**Task**
Exact duplicates of all the records are needed.

Natural language region descriptions
+ + + +

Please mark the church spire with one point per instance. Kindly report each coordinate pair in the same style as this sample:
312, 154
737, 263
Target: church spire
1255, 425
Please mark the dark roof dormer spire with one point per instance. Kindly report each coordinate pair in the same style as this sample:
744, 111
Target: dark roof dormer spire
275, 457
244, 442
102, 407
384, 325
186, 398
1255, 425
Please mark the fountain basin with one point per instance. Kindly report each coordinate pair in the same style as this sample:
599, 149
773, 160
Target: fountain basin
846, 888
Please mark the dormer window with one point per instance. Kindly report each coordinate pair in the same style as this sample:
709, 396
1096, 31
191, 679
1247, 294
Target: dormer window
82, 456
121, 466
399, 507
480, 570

+ + + +

**Task solution**
Please mark the church spire with one point per instance. Kindly report each coordinate pair in the same style as this sample:
312, 154
737, 263
Target: church spire
1255, 425
Please mark the dark roof dormer spire with one point per instance. Kindly report each coordinate pair in the same style as this sample:
744, 111
Target: dark roof dormer spire
275, 457
244, 442
102, 407
384, 325
186, 398
1255, 425
Please mark the fountain basin with one point per instance. Kindly report each coordinate pair in the same style as this sample:
599, 149
773, 160
Target: fountain basin
846, 888
Please mark the dormer window with one point per instance. Kindly report each coordinate pair in the same style as this sample:
709, 396
1096, 31
191, 679
1247, 294
Target: dormer window
82, 456
121, 466
399, 507
480, 570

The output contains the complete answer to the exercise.